----- EXTRACTED DATA
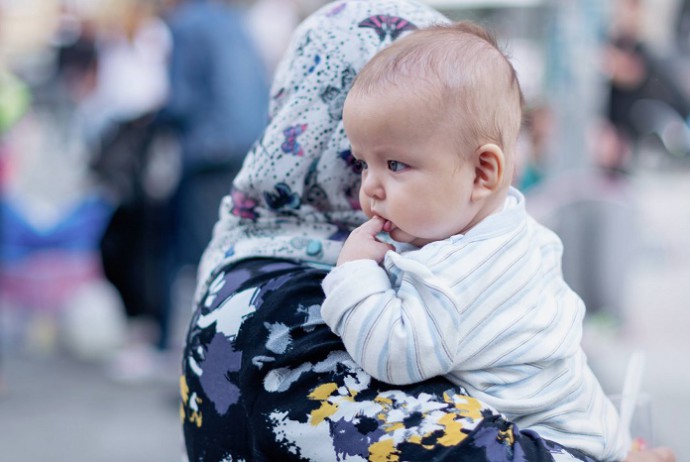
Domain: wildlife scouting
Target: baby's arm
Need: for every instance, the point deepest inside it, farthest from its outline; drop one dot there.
(398, 336)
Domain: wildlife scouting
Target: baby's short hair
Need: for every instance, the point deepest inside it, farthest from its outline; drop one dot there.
(459, 67)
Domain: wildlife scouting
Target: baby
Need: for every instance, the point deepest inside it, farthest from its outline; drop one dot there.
(469, 286)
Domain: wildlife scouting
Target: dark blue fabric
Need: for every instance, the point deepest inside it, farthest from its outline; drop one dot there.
(265, 379)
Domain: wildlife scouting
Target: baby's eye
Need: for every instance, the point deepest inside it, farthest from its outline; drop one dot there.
(395, 166)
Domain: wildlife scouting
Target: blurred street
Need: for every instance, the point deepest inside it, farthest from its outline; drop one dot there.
(55, 407)
(63, 394)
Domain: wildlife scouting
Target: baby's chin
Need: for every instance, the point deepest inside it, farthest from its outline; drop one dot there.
(398, 235)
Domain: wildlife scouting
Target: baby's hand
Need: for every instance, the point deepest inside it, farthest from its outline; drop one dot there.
(362, 243)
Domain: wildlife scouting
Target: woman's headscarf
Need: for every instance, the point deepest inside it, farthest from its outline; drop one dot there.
(296, 196)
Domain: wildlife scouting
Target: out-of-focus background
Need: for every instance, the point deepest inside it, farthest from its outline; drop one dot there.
(120, 131)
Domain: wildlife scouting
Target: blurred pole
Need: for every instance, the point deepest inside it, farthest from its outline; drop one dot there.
(574, 82)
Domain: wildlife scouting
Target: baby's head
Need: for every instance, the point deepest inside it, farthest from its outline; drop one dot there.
(447, 97)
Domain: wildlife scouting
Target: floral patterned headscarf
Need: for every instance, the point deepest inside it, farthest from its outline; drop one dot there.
(296, 196)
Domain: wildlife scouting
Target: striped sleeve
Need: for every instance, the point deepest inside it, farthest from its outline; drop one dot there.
(398, 335)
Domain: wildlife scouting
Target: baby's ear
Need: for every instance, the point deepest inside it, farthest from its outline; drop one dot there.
(489, 167)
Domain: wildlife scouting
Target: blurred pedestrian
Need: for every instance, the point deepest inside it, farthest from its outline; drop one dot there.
(216, 106)
(644, 98)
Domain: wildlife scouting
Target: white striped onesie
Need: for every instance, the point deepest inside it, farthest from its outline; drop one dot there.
(489, 310)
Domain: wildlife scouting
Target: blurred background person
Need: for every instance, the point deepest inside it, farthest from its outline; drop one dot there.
(644, 97)
(216, 95)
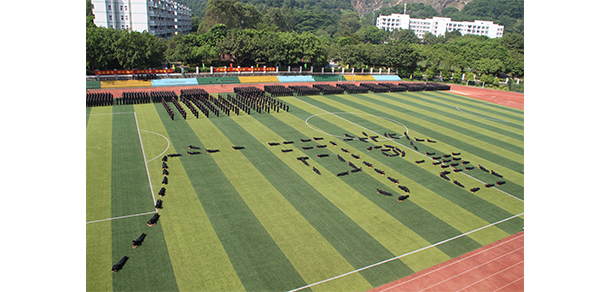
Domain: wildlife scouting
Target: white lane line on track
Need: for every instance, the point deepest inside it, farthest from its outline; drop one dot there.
(453, 263)
(403, 255)
(476, 267)
(477, 113)
(521, 262)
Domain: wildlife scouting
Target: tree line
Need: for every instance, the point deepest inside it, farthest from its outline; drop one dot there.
(262, 40)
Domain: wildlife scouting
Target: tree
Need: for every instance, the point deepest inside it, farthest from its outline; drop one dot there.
(231, 13)
(430, 39)
(349, 23)
(241, 44)
(401, 55)
(430, 73)
(513, 41)
(404, 35)
(372, 34)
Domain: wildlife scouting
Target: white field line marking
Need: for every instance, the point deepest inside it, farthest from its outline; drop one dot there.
(508, 284)
(476, 267)
(165, 148)
(109, 114)
(497, 119)
(393, 140)
(145, 163)
(121, 217)
(490, 117)
(406, 254)
(490, 276)
(463, 259)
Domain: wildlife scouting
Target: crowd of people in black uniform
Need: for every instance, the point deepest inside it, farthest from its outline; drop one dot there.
(301, 90)
(133, 97)
(278, 90)
(376, 88)
(327, 89)
(352, 88)
(248, 93)
(254, 98)
(99, 99)
(146, 76)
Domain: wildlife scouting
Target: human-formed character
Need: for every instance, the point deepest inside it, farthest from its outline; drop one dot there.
(138, 241)
(119, 266)
(153, 220)
(402, 198)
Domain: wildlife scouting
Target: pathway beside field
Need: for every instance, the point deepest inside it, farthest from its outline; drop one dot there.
(496, 267)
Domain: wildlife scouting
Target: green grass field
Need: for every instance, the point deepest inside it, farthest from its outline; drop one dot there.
(258, 219)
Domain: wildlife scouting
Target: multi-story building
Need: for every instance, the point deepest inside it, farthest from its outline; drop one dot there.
(439, 25)
(162, 18)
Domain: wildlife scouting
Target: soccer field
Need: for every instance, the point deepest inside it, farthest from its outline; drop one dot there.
(258, 219)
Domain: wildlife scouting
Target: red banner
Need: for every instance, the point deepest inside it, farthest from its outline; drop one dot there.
(245, 69)
(129, 72)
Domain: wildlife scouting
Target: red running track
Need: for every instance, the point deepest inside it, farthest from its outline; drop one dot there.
(496, 267)
(507, 98)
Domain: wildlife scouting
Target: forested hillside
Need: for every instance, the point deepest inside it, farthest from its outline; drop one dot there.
(314, 33)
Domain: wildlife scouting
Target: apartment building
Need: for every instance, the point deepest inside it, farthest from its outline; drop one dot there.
(439, 25)
(162, 18)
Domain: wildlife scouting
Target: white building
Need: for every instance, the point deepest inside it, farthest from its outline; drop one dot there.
(162, 18)
(439, 25)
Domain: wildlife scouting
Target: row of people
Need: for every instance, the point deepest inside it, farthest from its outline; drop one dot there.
(351, 88)
(134, 97)
(374, 87)
(278, 90)
(393, 87)
(327, 89)
(146, 76)
(301, 90)
(174, 100)
(99, 99)
(168, 109)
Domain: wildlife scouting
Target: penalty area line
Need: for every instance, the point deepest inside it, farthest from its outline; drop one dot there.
(121, 217)
(406, 254)
(152, 192)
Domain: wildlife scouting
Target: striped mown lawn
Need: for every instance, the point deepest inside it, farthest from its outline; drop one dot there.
(258, 219)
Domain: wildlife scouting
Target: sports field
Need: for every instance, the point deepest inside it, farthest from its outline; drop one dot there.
(258, 219)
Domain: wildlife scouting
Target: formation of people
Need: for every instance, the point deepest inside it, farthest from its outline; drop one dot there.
(99, 99)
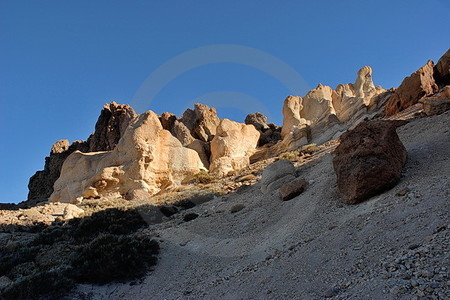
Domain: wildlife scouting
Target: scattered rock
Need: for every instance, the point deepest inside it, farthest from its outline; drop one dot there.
(293, 189)
(190, 216)
(72, 211)
(402, 192)
(369, 160)
(237, 207)
(168, 210)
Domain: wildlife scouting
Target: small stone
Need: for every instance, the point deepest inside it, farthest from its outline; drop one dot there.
(402, 192)
(237, 207)
(168, 210)
(190, 216)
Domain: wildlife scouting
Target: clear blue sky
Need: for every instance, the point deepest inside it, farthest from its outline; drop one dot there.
(60, 61)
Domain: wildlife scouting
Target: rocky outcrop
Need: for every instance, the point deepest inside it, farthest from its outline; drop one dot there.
(369, 160)
(291, 115)
(420, 84)
(206, 122)
(111, 125)
(146, 160)
(317, 104)
(40, 186)
(324, 113)
(442, 70)
(232, 146)
(270, 133)
(167, 120)
(437, 103)
(258, 120)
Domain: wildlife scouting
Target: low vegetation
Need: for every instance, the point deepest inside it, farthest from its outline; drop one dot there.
(104, 247)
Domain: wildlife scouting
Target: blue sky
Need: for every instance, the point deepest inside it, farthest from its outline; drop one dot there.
(60, 61)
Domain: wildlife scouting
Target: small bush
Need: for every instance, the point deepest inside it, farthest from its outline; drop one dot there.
(204, 177)
(291, 155)
(114, 258)
(113, 221)
(42, 285)
(309, 149)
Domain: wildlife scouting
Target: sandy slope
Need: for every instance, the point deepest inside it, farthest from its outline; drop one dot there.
(313, 246)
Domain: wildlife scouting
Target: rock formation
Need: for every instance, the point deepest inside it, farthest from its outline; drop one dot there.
(442, 70)
(369, 160)
(146, 160)
(206, 122)
(270, 133)
(167, 120)
(40, 185)
(111, 125)
(258, 120)
(291, 115)
(317, 104)
(438, 103)
(420, 84)
(232, 146)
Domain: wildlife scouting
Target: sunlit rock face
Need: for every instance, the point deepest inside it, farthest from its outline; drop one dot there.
(146, 160)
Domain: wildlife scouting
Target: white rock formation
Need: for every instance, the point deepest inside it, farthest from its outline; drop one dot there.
(232, 146)
(146, 160)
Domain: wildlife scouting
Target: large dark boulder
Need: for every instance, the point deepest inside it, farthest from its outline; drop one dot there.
(369, 160)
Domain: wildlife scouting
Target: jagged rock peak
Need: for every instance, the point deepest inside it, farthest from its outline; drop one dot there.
(111, 125)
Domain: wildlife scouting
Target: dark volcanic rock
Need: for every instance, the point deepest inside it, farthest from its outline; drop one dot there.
(442, 70)
(167, 120)
(110, 126)
(168, 210)
(293, 189)
(41, 183)
(190, 216)
(369, 160)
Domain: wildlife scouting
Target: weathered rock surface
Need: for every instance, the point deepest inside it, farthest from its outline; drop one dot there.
(232, 146)
(369, 160)
(146, 160)
(291, 115)
(438, 103)
(269, 132)
(206, 122)
(420, 84)
(258, 120)
(292, 189)
(41, 183)
(167, 120)
(442, 70)
(317, 104)
(111, 125)
(182, 133)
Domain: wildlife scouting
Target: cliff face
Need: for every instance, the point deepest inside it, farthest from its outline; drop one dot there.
(135, 156)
----------
AIM: Pull out every line of the records that contains the word "background", and treat case as significant.

RESPONSE BELOW:
Target: out-of-focus background
Target: blurred background person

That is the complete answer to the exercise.